Do this: Find each line in the records below that contains the word "girl", and copy those lines.

─── Extracted entries

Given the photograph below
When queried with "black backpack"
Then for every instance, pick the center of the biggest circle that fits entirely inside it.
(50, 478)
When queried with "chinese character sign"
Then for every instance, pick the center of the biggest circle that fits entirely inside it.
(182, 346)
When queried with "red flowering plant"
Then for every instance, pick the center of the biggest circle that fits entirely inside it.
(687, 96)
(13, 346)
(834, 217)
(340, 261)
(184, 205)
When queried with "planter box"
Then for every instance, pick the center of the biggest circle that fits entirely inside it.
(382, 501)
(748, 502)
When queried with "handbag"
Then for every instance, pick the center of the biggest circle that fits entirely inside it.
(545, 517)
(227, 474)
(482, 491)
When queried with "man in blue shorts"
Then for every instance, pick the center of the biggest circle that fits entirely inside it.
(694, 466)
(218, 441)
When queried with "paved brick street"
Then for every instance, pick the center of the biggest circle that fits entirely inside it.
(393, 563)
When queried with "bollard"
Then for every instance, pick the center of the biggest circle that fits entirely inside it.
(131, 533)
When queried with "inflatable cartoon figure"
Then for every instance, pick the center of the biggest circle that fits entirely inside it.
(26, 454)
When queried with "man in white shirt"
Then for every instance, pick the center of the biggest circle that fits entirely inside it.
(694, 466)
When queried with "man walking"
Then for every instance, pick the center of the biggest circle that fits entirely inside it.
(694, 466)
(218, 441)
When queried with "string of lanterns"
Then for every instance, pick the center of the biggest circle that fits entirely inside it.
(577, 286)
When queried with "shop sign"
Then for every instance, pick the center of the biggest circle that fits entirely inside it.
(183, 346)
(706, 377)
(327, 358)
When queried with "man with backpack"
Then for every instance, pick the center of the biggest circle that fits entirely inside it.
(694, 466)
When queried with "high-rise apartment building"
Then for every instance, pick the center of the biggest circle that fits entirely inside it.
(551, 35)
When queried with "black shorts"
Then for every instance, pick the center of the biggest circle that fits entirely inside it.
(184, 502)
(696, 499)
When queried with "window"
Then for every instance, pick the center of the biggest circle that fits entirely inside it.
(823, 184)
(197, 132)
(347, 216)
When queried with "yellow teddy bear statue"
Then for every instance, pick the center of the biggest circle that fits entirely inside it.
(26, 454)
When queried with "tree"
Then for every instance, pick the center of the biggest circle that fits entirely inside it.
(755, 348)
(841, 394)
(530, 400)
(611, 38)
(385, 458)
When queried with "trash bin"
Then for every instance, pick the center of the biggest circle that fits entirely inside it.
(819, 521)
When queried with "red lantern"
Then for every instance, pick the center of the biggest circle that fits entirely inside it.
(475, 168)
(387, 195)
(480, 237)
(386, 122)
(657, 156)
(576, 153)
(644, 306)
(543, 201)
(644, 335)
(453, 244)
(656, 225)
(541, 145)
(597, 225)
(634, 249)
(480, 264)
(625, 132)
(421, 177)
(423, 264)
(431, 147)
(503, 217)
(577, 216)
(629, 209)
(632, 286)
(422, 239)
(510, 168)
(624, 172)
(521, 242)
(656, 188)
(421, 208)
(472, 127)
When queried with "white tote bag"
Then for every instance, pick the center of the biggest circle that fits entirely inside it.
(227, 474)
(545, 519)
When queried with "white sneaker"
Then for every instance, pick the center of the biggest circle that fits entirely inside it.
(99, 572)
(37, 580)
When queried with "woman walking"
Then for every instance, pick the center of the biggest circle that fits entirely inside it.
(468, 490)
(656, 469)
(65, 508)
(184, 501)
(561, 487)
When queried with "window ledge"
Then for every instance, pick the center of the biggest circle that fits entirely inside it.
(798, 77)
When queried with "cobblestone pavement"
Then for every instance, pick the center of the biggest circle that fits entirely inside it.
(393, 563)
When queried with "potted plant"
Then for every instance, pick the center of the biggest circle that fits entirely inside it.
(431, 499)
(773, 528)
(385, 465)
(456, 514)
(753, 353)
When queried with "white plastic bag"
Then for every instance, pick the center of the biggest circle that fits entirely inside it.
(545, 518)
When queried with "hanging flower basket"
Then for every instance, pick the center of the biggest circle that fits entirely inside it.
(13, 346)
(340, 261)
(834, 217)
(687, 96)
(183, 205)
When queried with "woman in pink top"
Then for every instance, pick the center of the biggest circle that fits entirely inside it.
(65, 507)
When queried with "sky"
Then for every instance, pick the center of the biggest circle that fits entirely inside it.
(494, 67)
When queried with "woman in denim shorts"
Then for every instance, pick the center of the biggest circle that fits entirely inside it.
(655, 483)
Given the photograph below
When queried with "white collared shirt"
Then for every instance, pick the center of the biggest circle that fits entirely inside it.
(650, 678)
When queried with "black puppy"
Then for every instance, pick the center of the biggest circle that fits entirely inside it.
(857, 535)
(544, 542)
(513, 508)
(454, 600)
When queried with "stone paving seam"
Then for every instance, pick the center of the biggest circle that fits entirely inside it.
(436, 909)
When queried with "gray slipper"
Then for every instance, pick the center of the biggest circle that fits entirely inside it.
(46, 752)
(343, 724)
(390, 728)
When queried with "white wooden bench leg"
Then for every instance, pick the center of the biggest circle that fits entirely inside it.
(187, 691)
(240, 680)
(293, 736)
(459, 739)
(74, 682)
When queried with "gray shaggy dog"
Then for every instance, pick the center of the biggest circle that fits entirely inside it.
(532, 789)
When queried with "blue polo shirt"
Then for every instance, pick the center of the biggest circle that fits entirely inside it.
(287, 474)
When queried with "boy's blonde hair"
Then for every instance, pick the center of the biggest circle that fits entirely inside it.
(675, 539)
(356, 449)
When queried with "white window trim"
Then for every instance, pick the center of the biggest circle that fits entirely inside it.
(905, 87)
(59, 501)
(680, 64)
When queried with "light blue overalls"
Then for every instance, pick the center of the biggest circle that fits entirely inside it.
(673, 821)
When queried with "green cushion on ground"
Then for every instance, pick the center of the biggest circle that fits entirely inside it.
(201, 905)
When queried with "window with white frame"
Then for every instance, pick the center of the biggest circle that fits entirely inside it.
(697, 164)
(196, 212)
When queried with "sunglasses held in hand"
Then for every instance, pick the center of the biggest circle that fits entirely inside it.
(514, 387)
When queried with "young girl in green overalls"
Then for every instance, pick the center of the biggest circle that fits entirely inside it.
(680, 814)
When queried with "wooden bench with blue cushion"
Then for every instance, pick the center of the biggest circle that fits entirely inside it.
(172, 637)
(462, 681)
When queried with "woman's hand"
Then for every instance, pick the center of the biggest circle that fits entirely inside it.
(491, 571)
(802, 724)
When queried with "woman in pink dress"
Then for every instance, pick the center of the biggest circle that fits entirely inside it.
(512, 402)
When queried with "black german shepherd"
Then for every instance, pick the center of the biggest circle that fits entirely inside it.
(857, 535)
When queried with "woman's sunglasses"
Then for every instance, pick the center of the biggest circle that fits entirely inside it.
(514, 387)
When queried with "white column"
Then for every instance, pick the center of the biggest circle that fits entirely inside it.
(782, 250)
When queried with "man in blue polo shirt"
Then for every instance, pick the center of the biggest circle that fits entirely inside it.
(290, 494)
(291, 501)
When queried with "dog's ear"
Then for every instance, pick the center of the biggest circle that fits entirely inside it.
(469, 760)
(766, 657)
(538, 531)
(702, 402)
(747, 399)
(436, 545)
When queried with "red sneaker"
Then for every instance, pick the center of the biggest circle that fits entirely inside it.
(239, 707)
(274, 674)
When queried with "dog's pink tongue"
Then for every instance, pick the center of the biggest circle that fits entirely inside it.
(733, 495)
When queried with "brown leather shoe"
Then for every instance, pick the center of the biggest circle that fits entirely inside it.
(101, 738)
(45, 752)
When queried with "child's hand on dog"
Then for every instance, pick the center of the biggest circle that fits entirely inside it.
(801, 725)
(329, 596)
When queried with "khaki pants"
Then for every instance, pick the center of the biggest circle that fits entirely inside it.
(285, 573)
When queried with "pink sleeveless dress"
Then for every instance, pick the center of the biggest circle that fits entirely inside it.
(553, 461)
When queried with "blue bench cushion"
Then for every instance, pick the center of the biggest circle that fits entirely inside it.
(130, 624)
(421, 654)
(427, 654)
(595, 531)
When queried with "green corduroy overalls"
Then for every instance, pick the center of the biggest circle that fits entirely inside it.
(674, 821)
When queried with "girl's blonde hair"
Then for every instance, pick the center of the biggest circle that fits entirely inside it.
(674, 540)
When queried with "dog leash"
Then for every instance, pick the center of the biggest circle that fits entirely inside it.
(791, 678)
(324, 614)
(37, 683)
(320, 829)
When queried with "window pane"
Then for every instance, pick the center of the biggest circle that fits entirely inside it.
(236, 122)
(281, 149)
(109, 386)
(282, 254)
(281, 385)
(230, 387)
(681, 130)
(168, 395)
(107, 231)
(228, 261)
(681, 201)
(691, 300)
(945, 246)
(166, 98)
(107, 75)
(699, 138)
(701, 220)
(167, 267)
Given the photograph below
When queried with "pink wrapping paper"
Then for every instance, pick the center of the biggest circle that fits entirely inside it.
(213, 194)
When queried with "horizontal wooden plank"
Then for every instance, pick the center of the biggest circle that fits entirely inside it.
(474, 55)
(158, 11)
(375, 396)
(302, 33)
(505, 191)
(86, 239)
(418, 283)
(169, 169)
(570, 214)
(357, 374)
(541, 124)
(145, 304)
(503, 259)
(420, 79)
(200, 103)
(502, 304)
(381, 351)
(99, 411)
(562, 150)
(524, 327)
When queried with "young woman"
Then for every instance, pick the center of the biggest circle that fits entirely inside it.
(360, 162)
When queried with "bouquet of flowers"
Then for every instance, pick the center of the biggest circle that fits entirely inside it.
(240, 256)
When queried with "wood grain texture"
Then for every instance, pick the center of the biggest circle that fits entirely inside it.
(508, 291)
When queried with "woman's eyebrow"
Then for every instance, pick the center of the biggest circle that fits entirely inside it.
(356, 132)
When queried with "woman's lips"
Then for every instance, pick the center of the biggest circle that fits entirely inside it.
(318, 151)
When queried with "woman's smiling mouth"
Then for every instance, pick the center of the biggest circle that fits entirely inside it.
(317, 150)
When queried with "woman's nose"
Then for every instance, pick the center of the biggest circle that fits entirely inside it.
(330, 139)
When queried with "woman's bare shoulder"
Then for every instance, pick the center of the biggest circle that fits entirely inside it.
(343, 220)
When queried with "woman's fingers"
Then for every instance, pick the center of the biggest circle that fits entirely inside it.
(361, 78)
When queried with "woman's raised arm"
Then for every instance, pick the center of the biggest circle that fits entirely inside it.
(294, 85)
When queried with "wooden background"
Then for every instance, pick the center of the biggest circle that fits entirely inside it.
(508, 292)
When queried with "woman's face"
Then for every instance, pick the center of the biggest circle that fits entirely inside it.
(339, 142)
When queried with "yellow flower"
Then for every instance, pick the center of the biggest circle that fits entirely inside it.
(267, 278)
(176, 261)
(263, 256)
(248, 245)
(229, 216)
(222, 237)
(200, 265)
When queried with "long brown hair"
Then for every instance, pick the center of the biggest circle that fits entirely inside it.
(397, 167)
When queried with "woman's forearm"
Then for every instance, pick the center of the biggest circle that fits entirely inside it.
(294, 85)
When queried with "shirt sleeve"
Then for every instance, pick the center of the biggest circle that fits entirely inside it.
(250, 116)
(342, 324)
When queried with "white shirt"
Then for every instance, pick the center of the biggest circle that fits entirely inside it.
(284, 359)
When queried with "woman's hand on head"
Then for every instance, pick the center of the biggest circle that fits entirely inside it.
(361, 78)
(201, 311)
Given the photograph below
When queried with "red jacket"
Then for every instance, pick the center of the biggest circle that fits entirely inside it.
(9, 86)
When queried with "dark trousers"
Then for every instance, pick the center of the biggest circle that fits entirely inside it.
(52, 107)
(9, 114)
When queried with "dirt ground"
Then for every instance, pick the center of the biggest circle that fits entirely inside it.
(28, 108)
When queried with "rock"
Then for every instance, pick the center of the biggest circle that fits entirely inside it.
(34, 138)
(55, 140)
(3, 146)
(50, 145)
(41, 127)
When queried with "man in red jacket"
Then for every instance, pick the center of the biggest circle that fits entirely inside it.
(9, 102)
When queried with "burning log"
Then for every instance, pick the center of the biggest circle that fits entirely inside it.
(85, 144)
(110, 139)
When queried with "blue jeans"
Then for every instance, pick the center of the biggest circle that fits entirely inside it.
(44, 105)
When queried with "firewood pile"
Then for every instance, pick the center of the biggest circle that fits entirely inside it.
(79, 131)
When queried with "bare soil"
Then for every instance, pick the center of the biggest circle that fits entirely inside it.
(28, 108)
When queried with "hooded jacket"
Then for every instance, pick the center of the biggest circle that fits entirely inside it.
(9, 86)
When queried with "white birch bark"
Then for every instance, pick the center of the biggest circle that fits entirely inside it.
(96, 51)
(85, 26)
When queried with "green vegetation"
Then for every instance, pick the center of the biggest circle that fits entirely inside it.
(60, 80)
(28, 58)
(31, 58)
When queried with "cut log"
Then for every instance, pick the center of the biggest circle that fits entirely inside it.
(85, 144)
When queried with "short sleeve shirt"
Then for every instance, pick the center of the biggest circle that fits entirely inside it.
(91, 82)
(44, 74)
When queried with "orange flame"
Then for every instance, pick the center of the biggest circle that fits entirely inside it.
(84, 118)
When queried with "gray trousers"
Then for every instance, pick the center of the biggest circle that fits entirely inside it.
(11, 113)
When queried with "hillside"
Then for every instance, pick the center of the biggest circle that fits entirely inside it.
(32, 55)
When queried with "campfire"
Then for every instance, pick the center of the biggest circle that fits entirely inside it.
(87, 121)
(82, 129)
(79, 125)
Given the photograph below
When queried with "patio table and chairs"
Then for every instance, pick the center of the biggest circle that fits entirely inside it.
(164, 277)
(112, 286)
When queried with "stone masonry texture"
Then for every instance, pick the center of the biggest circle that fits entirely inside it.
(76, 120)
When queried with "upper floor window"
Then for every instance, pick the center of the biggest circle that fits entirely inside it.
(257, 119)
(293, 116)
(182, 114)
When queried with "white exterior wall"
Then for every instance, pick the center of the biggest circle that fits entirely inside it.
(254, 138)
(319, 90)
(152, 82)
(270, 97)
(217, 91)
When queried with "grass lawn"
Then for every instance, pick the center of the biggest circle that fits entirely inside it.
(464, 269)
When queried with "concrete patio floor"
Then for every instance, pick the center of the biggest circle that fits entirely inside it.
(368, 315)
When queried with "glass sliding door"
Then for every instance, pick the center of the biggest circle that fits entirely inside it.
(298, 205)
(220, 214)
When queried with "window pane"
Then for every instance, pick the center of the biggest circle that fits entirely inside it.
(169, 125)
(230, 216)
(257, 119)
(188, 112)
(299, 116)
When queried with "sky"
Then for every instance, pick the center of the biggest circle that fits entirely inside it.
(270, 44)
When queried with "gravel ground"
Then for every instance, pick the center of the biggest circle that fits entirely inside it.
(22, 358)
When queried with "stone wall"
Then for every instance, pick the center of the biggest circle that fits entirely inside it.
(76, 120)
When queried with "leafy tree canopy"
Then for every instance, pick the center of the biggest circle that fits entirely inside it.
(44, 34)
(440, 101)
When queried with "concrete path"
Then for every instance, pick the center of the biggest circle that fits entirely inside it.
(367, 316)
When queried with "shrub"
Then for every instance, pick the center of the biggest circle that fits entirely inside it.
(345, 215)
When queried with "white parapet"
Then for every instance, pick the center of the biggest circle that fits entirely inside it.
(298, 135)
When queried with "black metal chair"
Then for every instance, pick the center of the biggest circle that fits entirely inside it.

──────

Output for this task:
When queried with "young girl in green overalls"
When queried with "girl's blonde hair"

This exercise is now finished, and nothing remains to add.